◆ Reading text
┄┄┄┄┄┄┄┄┄┄
[ 
https://issues.apache.org/jira/browse/KAFKA-18871?page=com.atlassian.jira.plugin.system.issuetabpanels:comment-tabpanel&focusedCommentId=17932188#comment-17932188
 ] 

Luke Chen commented on KAFKA-18871:
-----------------------------------

[~durban] , thanks for the debug log. It is very clear. Here's the timeline of 
the issue happened:

 

broker 0 is the leader of "kraft-test-topic-2" (partition 2).

controller is still the KRaft controller 3 at 15:31
{code:java}
2025-03-03 15:31:08,193 DEBUG [Controller id=2] Broker 3 has been elected as 
the controller, so stopping the election process. 
(kafka.controller.KafkaController) [controller-event-thread]{code}
 

Controller 3 handled a alterPartition request for "kraft-test-topic-2" and 
update with {*}partitionEpoch 21{*}, ** and *leaderEpoch 9*
{code:java}
2025-03-03 15:31:38,806 DEBUG Controller successfully handled AlterPartition 
request for kraft-test-topic-2: PartitionData(partitionIndex=2, errorCode=0, 
leaderId=0, leaderEpoch=9, isr=[0, 2, 1], leaderRecoveryState=0, 
partitionEpoch=21) (kafka.server.DefaultAlterPartitionManager)
┄┄┄┄┄┄┄┄┄┄
◆ Material shown

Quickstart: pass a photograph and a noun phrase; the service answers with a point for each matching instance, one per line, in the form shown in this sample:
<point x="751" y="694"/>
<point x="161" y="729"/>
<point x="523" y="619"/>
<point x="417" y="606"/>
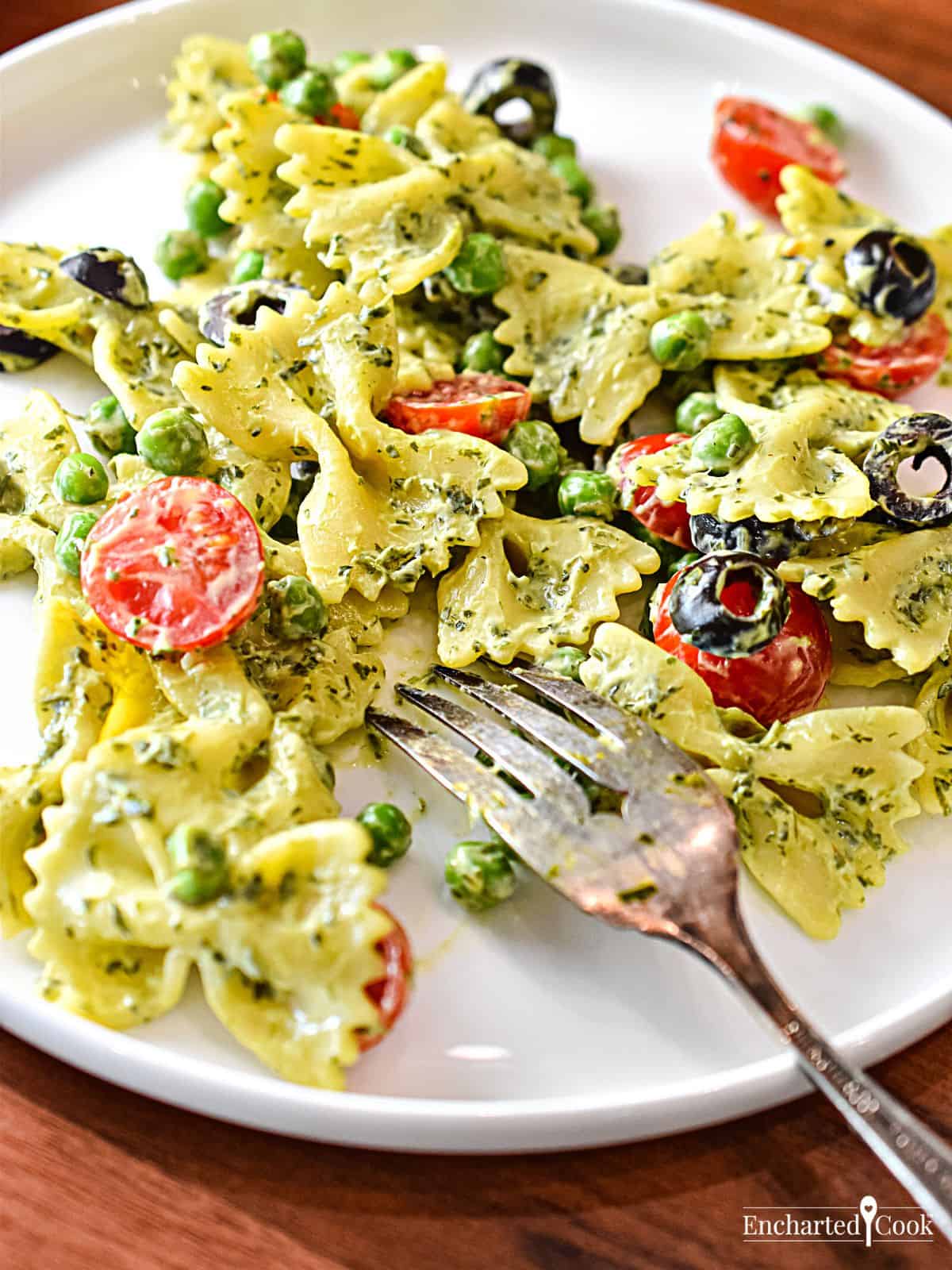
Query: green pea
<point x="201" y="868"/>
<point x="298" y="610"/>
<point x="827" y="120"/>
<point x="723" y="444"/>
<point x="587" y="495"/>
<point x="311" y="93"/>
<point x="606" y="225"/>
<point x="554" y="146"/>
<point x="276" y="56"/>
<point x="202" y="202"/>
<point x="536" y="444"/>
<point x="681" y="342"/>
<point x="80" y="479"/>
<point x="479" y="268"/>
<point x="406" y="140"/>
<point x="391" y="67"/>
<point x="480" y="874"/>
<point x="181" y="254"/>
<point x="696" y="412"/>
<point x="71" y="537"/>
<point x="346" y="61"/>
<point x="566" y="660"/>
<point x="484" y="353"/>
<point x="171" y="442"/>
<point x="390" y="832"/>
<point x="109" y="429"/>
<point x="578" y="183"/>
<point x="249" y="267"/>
┄┄┄┄┄┄┄┄┄┄
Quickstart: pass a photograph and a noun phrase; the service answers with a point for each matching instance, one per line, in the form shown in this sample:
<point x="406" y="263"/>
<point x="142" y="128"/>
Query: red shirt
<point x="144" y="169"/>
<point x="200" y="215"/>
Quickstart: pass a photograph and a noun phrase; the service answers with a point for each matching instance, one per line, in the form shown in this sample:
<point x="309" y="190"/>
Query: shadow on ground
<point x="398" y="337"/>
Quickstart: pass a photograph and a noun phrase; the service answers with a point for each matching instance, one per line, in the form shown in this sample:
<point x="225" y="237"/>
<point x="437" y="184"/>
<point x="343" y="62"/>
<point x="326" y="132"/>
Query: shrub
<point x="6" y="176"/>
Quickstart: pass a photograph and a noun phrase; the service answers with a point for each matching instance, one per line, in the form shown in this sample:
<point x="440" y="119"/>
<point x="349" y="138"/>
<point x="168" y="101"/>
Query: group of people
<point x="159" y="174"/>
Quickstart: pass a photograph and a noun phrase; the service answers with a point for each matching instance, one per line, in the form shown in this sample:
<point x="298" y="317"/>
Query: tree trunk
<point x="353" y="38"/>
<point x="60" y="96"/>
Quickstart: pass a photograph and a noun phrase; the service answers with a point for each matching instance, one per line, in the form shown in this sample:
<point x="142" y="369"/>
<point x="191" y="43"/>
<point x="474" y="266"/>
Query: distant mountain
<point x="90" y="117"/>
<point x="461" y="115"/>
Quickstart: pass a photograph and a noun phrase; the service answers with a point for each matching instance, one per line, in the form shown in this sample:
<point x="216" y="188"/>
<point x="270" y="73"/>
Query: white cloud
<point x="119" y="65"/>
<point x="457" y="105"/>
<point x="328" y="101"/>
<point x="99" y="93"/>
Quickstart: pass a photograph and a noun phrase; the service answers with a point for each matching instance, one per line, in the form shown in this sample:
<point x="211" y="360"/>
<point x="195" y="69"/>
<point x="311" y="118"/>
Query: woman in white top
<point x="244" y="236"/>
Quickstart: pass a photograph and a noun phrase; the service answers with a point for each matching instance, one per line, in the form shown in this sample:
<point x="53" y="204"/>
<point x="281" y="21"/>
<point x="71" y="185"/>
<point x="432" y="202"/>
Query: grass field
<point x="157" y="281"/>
┄┄┄┄┄┄┄┄┄┄
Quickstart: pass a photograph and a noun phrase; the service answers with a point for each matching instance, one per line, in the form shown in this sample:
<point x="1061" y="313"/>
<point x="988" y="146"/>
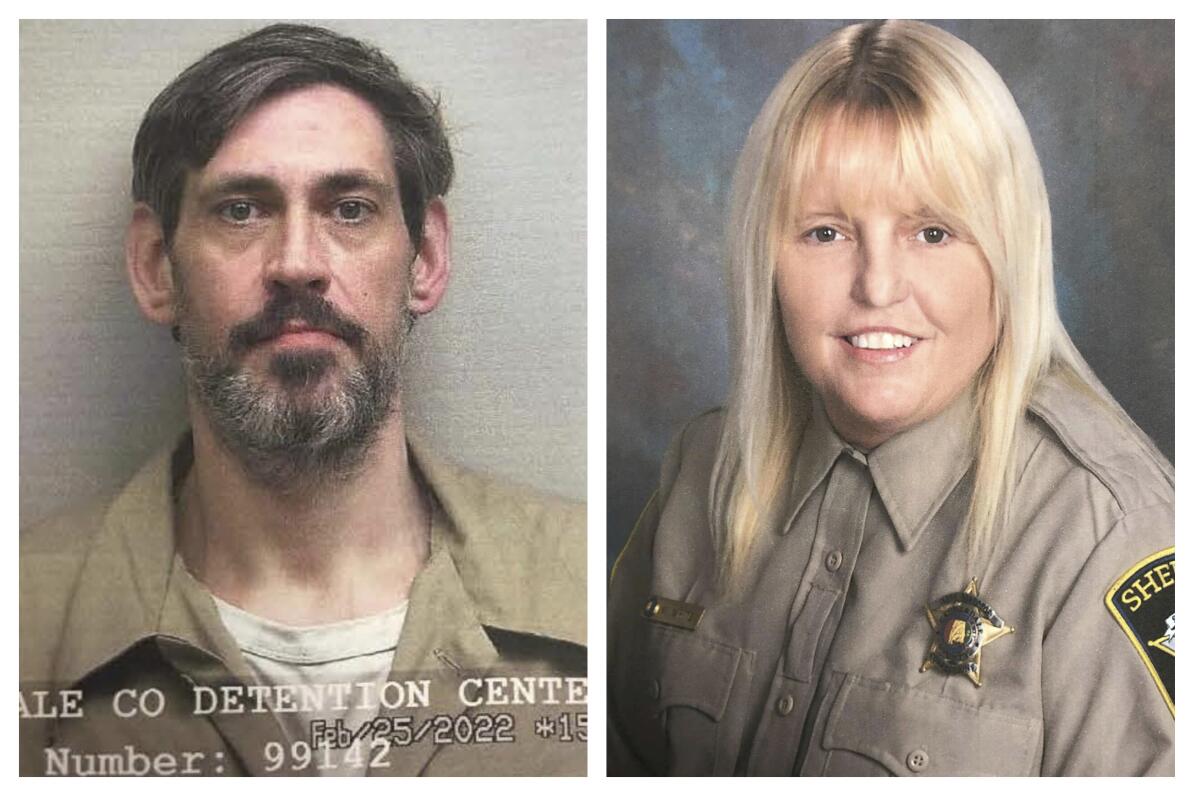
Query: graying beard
┄┄┄┄┄┄┄┄┄┄
◆ Written task A
In the Kafka issue comment, turn the paragraph beginning "Controller 3 handled a alterPartition request" into a short list that keeps its main facts.
◆ Written task B
How many lines in the records contain the string "Query"? Reply with the number alone.

◆ Reply A
- Handler: Controller 3
- Request: AlterPartition for "kraft-test-topic-2"
- Update: partitionEpoch 21 and leaderEpoch 9

◆ Reply B
11